- **STATED PROBLEM 1**: Reproduce the stretch from "The autocratic-monarchical form" through "chance of success." in the article on Russia's constitutional-monarchical tradition, swapping "traditional" for "customary".
- **STATED PROBLEM 2**: According to the article on Russia's constitutional-monarchical tradition, during which centuries were efforts to turn autocracy into a constitutional-monarchical system constantly undertaken in the Russian Empire?

- **EXCERPT TO READ**:

ТЕОРИЯ И ИСТОРИЯ ПРАВА И ГОСУДАРСТВА; ИСТОРИЯ УЧЕНИЙ О ПРАВЕ И ГОСУДАРСТВЕ

THE CONSTITUTIONAL-MONARCHICAL TRADITION IN POLITICAL CULTURE OF RUSSIAN EMPIRE

V.A. Tomsinov

The Department of the History of State and Law Moscow Lomonosov State University 1, bld. 13-14, Lenin Hills, Moscow, GSP-1, Russia, 119991

The article deals with the problem of historical byway attempts to convert the autocracy in Russia into a constitutional monarchy. Such attempts have been made in the Russian Empire during the XVIII and XIX centuries, beginning with the reign of Anna Ivanovna and constitutional projects developed with Catherine II. State reform was prepared at the beginning of the XIX century in the reign of Alexander I, then under the direction of M. Speranskii preparing a number of similar projects aimed at the creation in Russia of the constitutional order. Reasons for the failure of the proposed reforms are analyzed in detail in this article.

Key words: autocratic-monarchical form of rule, constitutional-monarchical system, immutable basic laws, constitutional draft, reform of the State, Nakaz of Catherine II.

The autocratic-monarchical form of rule is commonly regarded as traditional for, indeed the very fate, of Russian society. The history of Russia, however, during the epoch of Empire shows that the efforts to transform autocracy into a constitutional-monarchical system were no less traditional for Russia. Under this model, supreme State power would be exercised within frameworks established by immutable basic laws and with the participation of representatives of society. Efforts along these lines were constantly undertaken in the Russian Empire throughout the eighteenth and nineteenth centuries. Although for various reasons they proved to be without result, this does not mean they had no chance of success.

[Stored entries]
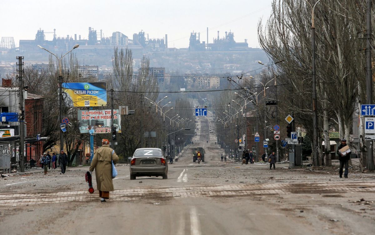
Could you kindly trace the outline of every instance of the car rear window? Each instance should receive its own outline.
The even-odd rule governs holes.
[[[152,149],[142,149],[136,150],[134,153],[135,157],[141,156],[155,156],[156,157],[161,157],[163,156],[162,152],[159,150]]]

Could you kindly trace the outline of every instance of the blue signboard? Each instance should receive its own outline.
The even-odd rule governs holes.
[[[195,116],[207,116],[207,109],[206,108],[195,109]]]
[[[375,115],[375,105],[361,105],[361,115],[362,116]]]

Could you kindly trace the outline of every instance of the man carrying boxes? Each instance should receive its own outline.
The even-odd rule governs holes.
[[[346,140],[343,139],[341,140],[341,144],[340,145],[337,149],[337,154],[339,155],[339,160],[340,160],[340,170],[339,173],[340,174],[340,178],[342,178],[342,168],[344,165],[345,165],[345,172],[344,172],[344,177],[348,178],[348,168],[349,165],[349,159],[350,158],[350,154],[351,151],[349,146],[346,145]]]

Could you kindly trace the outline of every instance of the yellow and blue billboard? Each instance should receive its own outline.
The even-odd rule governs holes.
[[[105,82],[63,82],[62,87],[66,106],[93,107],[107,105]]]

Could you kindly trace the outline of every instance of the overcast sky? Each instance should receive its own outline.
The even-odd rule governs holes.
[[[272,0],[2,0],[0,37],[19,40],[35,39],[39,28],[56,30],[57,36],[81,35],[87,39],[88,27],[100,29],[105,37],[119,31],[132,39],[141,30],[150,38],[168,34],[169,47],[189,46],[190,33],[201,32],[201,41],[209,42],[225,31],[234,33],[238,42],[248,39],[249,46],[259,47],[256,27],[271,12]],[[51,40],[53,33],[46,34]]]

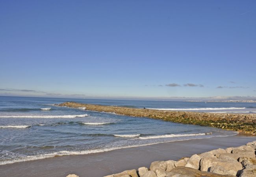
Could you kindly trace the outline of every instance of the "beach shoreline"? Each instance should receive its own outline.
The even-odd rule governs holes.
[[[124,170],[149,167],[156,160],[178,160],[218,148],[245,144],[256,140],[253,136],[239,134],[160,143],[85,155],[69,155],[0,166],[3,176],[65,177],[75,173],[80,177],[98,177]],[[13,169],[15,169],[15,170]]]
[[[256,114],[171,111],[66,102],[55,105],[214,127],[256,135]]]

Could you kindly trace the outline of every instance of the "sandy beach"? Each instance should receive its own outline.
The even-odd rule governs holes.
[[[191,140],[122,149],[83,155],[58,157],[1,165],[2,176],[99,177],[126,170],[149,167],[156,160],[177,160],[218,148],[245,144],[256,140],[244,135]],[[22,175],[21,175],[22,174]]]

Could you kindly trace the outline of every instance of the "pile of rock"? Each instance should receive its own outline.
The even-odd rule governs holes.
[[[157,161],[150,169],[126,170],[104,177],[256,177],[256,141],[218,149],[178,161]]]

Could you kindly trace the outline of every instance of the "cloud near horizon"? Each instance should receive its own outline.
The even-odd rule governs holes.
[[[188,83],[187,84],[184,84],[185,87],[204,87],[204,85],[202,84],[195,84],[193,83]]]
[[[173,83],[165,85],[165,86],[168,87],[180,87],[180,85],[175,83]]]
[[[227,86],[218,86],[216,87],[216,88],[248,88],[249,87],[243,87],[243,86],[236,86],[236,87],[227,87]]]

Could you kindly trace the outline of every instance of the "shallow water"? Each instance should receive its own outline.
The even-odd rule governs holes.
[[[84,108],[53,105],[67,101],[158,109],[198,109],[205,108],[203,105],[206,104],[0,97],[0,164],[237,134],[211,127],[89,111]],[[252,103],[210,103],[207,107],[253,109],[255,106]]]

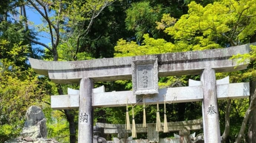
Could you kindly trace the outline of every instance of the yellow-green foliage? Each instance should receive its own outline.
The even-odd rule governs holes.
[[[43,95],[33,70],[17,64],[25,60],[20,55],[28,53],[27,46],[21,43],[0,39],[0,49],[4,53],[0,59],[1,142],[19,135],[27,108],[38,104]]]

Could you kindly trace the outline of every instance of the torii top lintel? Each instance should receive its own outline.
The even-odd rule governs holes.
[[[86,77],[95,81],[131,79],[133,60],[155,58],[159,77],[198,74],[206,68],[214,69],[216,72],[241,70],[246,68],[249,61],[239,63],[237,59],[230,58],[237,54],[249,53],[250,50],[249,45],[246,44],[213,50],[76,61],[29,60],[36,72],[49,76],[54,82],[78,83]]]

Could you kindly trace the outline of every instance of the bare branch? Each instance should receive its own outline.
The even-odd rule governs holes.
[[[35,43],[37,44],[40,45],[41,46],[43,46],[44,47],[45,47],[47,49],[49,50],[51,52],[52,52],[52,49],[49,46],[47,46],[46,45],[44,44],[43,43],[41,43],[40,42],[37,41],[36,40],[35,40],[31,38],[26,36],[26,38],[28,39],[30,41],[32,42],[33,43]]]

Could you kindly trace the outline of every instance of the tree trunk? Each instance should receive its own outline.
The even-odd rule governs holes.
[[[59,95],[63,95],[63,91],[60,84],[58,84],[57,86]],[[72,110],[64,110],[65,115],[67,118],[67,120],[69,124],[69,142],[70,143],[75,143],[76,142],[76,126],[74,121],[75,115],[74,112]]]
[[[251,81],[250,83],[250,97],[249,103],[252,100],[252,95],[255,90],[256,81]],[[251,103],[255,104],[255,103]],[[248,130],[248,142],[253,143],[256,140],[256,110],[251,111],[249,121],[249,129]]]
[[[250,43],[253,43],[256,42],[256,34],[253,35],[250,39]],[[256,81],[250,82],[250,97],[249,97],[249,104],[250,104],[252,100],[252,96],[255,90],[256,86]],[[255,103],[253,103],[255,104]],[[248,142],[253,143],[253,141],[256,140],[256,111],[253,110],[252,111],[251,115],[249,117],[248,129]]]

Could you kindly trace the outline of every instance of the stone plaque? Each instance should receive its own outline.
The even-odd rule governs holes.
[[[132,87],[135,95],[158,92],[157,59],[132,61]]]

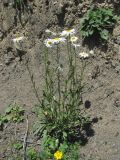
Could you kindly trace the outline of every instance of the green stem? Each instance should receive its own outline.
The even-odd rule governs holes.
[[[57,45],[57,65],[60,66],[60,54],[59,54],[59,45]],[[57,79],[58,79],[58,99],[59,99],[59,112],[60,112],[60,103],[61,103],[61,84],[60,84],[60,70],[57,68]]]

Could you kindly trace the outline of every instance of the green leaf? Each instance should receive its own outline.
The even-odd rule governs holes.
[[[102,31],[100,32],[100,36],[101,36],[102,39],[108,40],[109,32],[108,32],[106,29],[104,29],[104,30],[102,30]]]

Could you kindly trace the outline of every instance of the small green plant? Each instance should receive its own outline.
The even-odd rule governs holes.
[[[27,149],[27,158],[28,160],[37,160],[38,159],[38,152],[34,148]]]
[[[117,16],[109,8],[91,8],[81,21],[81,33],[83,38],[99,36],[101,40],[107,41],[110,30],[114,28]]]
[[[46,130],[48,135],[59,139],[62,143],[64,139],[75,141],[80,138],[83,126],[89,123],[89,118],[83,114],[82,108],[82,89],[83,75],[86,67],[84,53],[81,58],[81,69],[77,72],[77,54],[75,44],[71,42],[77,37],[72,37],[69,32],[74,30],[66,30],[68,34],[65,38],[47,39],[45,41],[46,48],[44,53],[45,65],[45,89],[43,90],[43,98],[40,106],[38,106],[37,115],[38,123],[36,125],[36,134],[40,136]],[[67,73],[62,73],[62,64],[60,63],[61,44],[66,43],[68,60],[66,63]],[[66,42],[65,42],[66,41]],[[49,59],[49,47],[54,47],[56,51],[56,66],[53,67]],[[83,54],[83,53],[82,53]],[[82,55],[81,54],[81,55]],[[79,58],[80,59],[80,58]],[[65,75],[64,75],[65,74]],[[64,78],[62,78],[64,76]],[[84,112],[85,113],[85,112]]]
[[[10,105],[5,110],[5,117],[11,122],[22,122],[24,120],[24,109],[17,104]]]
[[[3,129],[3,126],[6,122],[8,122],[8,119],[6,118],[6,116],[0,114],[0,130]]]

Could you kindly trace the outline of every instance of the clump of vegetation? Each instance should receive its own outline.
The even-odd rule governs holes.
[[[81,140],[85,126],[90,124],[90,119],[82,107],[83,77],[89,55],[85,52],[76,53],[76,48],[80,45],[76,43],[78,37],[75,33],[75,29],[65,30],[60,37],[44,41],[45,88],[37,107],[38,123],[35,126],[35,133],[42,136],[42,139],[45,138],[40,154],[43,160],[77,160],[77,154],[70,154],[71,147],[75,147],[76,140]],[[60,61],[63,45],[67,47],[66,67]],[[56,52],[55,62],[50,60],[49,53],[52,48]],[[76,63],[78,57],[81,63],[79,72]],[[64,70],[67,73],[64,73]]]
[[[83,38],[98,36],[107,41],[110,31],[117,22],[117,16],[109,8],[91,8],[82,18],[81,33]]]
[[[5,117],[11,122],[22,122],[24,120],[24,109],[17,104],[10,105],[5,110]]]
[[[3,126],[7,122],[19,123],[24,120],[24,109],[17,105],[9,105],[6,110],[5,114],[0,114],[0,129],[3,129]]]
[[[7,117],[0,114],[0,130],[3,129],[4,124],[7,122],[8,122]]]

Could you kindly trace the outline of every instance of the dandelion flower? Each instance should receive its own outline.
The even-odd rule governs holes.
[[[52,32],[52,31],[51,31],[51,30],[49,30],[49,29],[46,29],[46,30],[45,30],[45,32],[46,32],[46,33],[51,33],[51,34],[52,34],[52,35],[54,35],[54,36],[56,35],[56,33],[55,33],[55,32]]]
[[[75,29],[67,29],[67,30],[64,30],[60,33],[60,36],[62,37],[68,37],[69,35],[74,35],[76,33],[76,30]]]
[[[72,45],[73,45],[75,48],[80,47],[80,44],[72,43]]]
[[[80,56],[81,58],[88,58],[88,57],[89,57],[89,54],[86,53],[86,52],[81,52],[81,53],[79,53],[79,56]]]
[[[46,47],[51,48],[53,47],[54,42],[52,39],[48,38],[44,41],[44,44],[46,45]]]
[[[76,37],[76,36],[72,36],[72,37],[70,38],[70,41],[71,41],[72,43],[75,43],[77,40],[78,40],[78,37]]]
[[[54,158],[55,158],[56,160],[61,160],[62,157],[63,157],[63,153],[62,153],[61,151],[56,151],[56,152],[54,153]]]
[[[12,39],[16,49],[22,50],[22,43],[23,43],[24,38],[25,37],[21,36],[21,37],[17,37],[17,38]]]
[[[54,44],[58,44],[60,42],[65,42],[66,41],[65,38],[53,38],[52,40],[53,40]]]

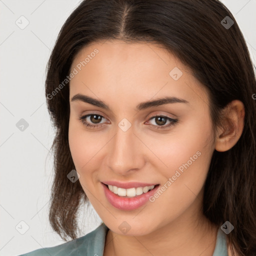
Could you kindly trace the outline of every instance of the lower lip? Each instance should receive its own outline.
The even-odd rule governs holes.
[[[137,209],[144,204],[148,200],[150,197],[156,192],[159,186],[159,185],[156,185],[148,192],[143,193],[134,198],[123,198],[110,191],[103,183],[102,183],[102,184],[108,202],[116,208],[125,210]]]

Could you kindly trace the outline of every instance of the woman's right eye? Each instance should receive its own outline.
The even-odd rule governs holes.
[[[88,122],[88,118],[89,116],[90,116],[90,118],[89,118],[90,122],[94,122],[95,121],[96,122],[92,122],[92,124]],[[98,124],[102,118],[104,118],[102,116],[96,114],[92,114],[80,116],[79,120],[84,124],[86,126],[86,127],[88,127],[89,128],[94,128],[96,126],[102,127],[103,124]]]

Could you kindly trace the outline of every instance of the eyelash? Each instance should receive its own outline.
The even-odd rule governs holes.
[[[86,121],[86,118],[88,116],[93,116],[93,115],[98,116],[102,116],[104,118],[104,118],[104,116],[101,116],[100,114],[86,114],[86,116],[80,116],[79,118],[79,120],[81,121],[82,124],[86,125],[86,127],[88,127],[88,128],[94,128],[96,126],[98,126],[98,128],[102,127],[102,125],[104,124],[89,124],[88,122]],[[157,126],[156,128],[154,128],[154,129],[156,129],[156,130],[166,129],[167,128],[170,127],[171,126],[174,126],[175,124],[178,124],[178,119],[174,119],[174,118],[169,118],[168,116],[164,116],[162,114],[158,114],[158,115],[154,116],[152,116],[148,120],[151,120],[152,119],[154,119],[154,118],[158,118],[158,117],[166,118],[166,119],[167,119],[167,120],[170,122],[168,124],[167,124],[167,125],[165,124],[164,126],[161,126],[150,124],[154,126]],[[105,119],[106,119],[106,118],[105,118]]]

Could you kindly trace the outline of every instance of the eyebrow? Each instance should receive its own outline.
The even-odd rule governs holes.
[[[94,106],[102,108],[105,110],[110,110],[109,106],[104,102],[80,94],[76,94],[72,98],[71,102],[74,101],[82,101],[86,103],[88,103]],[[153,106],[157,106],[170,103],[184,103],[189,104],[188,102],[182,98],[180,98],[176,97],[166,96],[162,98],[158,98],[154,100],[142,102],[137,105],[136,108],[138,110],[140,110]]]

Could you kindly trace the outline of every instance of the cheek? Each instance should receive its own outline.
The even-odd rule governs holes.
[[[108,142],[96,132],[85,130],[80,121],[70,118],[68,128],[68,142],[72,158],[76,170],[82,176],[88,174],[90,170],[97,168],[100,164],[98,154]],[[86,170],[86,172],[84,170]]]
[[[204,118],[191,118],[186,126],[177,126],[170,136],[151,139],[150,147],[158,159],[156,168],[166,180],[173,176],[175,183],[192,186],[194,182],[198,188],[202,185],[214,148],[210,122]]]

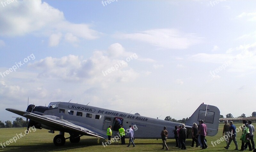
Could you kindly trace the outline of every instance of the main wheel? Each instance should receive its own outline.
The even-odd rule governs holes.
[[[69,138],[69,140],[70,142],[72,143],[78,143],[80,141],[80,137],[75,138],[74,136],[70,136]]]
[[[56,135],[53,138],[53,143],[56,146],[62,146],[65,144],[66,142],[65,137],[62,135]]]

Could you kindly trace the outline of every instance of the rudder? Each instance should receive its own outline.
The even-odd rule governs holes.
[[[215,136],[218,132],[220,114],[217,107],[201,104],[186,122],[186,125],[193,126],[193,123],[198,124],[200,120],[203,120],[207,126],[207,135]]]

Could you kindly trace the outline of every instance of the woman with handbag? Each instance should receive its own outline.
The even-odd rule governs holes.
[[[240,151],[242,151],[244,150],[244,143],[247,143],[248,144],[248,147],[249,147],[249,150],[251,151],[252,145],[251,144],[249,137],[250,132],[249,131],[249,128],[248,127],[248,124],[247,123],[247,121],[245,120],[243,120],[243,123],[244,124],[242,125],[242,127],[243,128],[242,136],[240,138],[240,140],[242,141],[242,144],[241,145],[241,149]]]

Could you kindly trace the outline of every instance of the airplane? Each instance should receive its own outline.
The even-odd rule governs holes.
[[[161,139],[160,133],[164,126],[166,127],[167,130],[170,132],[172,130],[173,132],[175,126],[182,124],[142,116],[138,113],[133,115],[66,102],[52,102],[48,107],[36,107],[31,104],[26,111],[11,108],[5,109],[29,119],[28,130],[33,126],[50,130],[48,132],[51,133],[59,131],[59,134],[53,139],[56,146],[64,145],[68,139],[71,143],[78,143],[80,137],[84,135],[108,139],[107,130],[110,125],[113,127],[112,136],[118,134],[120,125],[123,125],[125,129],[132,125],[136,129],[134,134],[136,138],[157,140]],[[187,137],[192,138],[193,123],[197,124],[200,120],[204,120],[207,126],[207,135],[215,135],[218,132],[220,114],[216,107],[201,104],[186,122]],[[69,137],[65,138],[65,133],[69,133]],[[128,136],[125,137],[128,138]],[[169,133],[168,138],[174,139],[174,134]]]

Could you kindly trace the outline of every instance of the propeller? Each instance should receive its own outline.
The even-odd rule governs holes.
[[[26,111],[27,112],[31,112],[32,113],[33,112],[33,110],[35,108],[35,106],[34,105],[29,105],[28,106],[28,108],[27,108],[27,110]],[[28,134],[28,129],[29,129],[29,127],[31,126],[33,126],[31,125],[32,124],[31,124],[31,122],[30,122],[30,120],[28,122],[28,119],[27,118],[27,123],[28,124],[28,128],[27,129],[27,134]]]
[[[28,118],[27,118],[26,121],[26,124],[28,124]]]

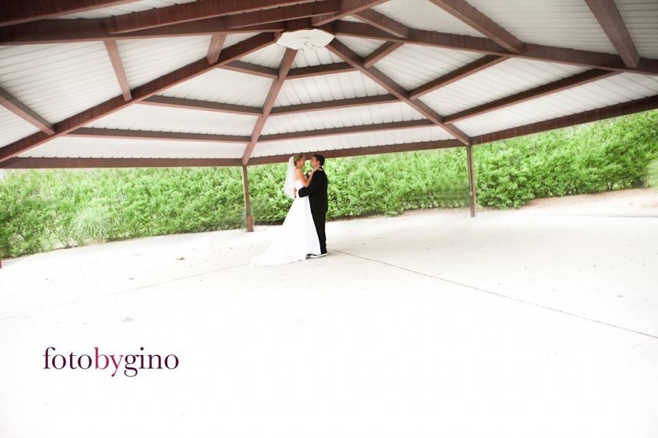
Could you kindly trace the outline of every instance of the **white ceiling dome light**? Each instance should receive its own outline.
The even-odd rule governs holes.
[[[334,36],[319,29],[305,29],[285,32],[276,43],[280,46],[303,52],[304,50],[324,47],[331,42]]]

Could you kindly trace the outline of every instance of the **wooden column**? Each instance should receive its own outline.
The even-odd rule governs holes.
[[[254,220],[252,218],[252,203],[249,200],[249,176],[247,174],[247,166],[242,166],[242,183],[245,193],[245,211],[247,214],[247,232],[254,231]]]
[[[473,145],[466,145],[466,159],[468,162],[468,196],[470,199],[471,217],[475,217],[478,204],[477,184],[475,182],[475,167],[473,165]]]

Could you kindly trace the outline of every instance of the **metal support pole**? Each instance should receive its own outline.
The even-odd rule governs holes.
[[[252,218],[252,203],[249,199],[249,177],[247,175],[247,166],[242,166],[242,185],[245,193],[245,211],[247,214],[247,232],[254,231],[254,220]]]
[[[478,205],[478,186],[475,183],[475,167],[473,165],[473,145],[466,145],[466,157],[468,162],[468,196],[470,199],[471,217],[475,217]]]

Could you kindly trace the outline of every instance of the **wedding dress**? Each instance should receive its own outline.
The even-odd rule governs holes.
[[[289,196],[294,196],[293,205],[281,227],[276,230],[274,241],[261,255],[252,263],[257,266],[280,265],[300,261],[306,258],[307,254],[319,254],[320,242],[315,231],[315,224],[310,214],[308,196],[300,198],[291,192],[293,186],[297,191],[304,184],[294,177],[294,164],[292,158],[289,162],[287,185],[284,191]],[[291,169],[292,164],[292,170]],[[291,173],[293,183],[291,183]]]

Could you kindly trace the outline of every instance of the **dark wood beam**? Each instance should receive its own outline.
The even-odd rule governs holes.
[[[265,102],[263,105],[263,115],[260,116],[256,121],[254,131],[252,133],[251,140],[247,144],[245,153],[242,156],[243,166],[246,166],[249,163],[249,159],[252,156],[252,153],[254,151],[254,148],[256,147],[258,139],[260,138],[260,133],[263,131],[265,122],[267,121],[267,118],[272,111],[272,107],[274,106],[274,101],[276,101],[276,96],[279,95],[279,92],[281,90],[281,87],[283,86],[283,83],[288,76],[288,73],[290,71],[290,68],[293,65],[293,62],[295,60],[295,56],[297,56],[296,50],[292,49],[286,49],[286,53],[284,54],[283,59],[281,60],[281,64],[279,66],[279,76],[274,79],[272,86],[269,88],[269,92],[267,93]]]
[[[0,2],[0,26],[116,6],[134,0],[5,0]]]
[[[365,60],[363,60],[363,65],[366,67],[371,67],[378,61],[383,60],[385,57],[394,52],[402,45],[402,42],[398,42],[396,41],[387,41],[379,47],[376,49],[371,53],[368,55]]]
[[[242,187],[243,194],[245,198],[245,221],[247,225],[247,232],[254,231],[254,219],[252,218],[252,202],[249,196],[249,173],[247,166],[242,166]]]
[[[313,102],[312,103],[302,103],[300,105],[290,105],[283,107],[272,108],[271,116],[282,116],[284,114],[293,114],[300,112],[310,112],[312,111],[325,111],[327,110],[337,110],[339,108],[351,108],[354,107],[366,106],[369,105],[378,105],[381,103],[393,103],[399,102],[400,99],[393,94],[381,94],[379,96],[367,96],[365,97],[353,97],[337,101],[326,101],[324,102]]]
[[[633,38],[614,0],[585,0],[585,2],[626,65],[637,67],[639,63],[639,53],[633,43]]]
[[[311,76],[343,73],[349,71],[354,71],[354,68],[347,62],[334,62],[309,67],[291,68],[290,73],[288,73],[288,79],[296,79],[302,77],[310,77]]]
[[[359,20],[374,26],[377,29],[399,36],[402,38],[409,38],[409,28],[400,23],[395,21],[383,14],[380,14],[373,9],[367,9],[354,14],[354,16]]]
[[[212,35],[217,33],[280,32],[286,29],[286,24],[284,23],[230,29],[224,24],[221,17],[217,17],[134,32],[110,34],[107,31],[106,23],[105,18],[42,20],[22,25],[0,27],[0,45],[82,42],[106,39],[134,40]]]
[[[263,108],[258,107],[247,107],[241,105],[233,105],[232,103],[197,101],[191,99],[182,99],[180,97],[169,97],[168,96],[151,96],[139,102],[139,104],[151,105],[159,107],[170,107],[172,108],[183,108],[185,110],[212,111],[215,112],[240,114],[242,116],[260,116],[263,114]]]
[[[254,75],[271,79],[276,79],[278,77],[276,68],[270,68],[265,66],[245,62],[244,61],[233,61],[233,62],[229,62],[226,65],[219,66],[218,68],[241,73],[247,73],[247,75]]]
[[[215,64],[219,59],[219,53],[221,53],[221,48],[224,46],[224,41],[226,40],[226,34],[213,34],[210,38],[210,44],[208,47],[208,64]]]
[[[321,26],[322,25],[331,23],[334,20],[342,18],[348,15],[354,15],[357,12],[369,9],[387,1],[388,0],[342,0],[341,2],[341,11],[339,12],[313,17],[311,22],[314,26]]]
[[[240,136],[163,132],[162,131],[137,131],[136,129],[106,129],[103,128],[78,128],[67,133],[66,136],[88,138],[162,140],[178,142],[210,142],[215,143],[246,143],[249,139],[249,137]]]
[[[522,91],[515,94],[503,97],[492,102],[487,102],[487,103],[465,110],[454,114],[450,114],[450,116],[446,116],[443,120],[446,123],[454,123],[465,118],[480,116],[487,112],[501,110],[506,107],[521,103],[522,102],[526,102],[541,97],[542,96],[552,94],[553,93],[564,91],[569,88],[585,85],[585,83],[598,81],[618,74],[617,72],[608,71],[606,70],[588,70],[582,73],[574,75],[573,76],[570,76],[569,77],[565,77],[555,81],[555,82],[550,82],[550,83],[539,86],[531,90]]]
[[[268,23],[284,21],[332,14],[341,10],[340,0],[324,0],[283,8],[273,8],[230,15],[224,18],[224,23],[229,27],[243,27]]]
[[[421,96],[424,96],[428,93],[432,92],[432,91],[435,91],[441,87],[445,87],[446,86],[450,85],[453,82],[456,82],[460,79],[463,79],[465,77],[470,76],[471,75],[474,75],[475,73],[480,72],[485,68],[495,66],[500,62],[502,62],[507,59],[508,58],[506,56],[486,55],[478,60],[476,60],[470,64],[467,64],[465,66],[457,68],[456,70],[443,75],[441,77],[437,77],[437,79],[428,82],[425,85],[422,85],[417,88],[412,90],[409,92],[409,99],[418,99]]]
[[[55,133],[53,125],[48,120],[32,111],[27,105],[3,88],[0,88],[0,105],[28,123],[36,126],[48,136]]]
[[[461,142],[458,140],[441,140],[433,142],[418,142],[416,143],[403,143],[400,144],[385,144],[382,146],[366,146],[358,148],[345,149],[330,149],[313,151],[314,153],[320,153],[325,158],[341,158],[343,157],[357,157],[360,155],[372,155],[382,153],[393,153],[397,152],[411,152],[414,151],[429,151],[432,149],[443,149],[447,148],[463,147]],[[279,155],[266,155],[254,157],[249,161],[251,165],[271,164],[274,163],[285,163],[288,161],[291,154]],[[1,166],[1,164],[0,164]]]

- **TASK RESULT 1**:
The autocratic-monarchical form of rule is commonly regarded as customary for, indeed the very fate, of Russian society. The history of Russia, however, during the epoch of Empire shows that the efforts to transform autocracy into a constitutional-monarchical system were no less customary for Russia. Under this model, supreme State power would be exercised within frameworks established by immutable basic laws and with the participation of representatives of society. Efforts along these lines were constantly undertaken in the Russian Empire throughout the eighteenth and nineteenth centuries. Although for various reasons they proved to be without result, this does not mean they had no chance of success.

- **TASK RESULT 2**: The eighteenth and nineteenth centuries.